- _Excerpt provided_
*** Block opens ***

You never know when it’ll happen. Complaining oftentimes results in retaliation by the police. So not only are you in a state of heightened awareness, wondering what’s going to happen to you whenever you walk outside your door, you’re also concerned about being targeted for retaliation by the police if you complain. There’s nowhere for you to go.

What do you mean when you talk about retaliation? What do you think people are worried about?

I think the report points out an example of when, after the Roshad McIntosh shootings, there were people who were playing cards on the street who saw what happened, and spoke out against it immediately, and were beaten up by the police. That’s what I mean by retaliation. Police are the people who are supposed to protect you; when they’re the ones committing the crime, who do you go to? And I think that’s what the trip to Geneva represents. We need to go to someone who will listen to us.

*** Block closes ***

- _Provided material_
*** Block opens ***

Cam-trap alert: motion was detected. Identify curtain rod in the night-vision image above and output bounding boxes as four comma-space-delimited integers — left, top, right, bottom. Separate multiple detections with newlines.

*** Block closes ***

- _Work instructions_
A. In the interview excerpt about police retaliation, what happened to the people playing cards on the street who spoke out after the Roshad McIntosh shootings?
B. Continue the interview excerpt about police retaliation, starting after its final sentence.

- _Answers given_
A. They were beaten up by the police.

B.
Both Mariame Kaba and the U.N. report itself talk about the 1951 report, and that the Committee Against Torture has cited the U.S. for police violence, but that there haven’t been sufficient changes made on the part of the U.S. I’m wondering what sort of pressure you hope to bring to bear through this. Are there specific ways in which you hope this will force change?

There are a couple of things that make this a little bit different from other times the topic of police violence has been taken up. I think Ferguson plays a big part in this being very different. I think the fact that Trayvon Martin’s family has been to the U.N. recently—we’re going to the U.N. in a context where more and more people are going to the U.N. and pointing out the police misconduct with impunity, and the fact that the federal government isn’t really doing anything to address it, or even properly document the claims and complaints that are being levied against police all over the country, but in Chicago in particular.

We would like to see the CPD provide some sort of information on steps that it would take to end the cruel, inhumane, and degrading treatment of young people. There needs to be a pattern and practice investigation of CPD treatment.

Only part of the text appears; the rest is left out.